* PROBLEM DESCRIPTION
Rewrite the material below, changing each occurrence of "thickest part" to "widest part" and leaving all other text untouched.

* PROVIDED DATA
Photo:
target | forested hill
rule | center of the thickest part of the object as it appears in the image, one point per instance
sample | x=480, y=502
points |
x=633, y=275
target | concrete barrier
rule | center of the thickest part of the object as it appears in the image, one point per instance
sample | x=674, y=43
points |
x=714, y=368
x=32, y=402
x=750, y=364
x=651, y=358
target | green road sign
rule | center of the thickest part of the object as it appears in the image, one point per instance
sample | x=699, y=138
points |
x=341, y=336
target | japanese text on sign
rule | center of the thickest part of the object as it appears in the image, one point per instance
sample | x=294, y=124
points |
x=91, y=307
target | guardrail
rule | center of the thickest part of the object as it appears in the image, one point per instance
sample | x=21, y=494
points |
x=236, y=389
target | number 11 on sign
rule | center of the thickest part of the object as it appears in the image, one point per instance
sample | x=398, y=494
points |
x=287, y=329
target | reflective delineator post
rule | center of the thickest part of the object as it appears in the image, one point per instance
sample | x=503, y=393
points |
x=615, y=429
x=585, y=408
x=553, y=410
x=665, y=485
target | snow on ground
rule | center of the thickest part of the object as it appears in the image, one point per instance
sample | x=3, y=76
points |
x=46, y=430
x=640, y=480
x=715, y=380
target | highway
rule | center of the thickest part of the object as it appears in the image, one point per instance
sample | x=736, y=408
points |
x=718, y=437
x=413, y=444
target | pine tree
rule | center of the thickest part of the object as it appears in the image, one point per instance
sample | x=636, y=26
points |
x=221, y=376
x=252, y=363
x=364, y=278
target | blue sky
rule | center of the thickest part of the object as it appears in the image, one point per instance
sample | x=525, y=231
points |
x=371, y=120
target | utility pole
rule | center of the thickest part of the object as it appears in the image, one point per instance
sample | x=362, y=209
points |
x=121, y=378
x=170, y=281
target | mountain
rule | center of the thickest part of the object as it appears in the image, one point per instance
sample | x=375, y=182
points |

* THE SOLUTION
Photo:
target | forested hill
rule | center of the widest part of the object as it appears in the image, one point per instance
sample | x=480, y=502
points |
x=633, y=275
target | concrete barrier
rule | center of the widest part of the object as it appears in the image, one point per instance
sample | x=674, y=43
points |
x=714, y=368
x=32, y=402
x=750, y=364
x=651, y=358
target | green road sign
rule | center of the widest part of the object as it appears in the image, one point per instance
sample | x=699, y=138
points |
x=341, y=336
target | japanese text on sign
rule | center of the widest part of the object as it appears in the image, one point per instance
sample | x=294, y=124
points |
x=91, y=307
target | guardrail
rule | center of the widest part of the object as it appears in the image, one point per instance
sample | x=21, y=494
points |
x=236, y=389
target | number 11 on sign
rule | center of the widest part of the object as it appears in the image, one point per instance
sample | x=398, y=494
points |
x=287, y=329
target | reflective delineator post
rule | center of the widest part of the object as it appears in the image, one point per instance
sample | x=503, y=393
points |
x=615, y=429
x=585, y=408
x=553, y=410
x=665, y=485
target | snow on ground
rule | center of the widest part of the object as it appears in the image, one point per instance
sample | x=3, y=76
points |
x=46, y=430
x=640, y=480
x=715, y=380
target | highway
rule | center of the widest part of the object as it appears in the image, one point per instance
sample | x=736, y=408
points |
x=718, y=437
x=413, y=444
target | pine tree
rule | center of the widest part of the object as it appears in the image, one point per instance
sample | x=636, y=26
points |
x=221, y=376
x=252, y=363
x=364, y=278
target | blue sky
rule | center of the widest part of the object as it appears in the image, one point per instance
sample | x=525, y=231
points |
x=371, y=120
target | utility pole
rule | center of the widest part of the object as it appears in the image, one point per instance
sample | x=362, y=209
points |
x=121, y=378
x=170, y=281
target | mountain
rule | center of the widest part of the object as it appears in the image, one point per instance
sample | x=375, y=182
points |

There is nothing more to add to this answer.